**TEXTE À LIRE:**
────────────────────

# Qualité photo



## Marco62610 (30 Décembre 2017)

Bonjour , j’ai l’iphone Se depuis maintenant 4 mois et un copain à moi l’a aussi et il se trouve que j’ai une moins bonne qualité photo que lui et je trouve même que ma qualité n’est plus là même que lorsque je l’ai eu , comment ça se fait ?


----------



## Jura39 (30 Décembre 2017)

Bonjour,

Pour comparer , il faudrait voir une photo de chaque iPhone


----------



## lepetitpiero (30 Décembre 2017)

1) l'optique de ton SE est crade
2) Tu as modifier des paramètres sur ton SE


----------



## Marco62610 (30 Décembre 2017)

lepetitpiero a dit:


> 1) l'optique de ton SE est crade
> 2) Tu as modifier des paramètres sur ton SE


L’optique c’esrbce Qui se trouve devant ?


----------



## subsole (30 Décembre 2017)

Marco62610 a dit:


> L’optique c’esrbce Qui se trouve devant ?


C'est une question de point de vue, perso je dirais que l'optique est au dos le l'iPhone.


----------



## lepetitpiero (30 Décembre 2017)

Pour comparer il faut faire la même photo dans les même conditions, mêmes paramètres.


----------



## Marco62610 (30 Décembre 2017)

lepetitpiero a dit:


> Pour comparer il faut faire la même photo dans les même conditions, mêmes paramètres.


Quels sont les paramètres qui aurait pu modifier la qualité photo ?


----------



## lepetitpiero (30 Décembre 2017)

ca peut-être une appli qui influence sinon voir dans les parametres de l'iphone sous reglages - appareil photo

et verifie que tu es en Jeg et pas en RAW


----------



## Marco62610 (30 Décembre 2017)

lepetitpiero a dit:


> ca peut-être une appli qui influence sinon voir dans les parametres de l'iphone sous reglages - appareil photo
> 
> et verifie que tu es en Jeg et pas en RAW


Je trouve pas ce que vous me dites


----------



## lepetitpiero (30 Décembre 2017)

En fait certaines applis sur l'iphone (applis photos) peuvent modifier certains paramètres par exemple activer le format d'images RAW au lieu de JPEG. 

Donc si tu utilise une quelconque appli de photo sur ton iphone regarde dans son paramétrage. Si rien de cela faire un test sérieux avec l'iphone de ton copain. Déjà avez-vous la même version de iOS ? etc... et faire des photos identiques. sans ça point de comparaison possible.


----------

────────────────────

**DONNÉES FOURNIES:**
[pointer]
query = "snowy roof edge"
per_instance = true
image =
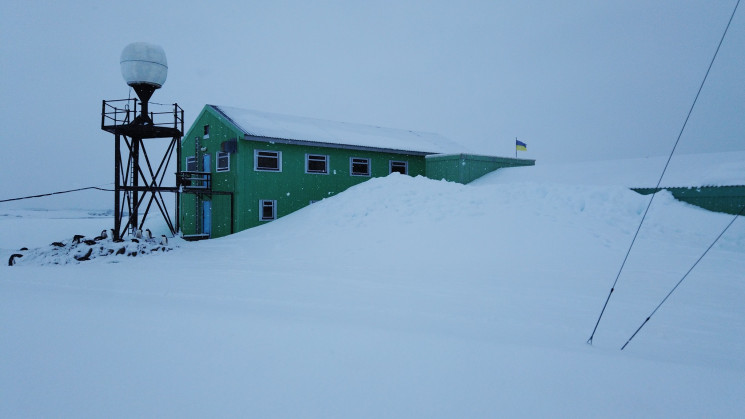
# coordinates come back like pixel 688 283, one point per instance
pixel 326 133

────────────────────

**CONSIGNE:** Dans la discussion sur la qualité photo de l'iPhone SE, quel format d'image certaines applis photo peuvent-elles activer à la place du JPEG, selon lepetitpiero ? Le matériel ci-dessus provient d'une autre source que le texte.

**RÉPONSE:** Le format RAW.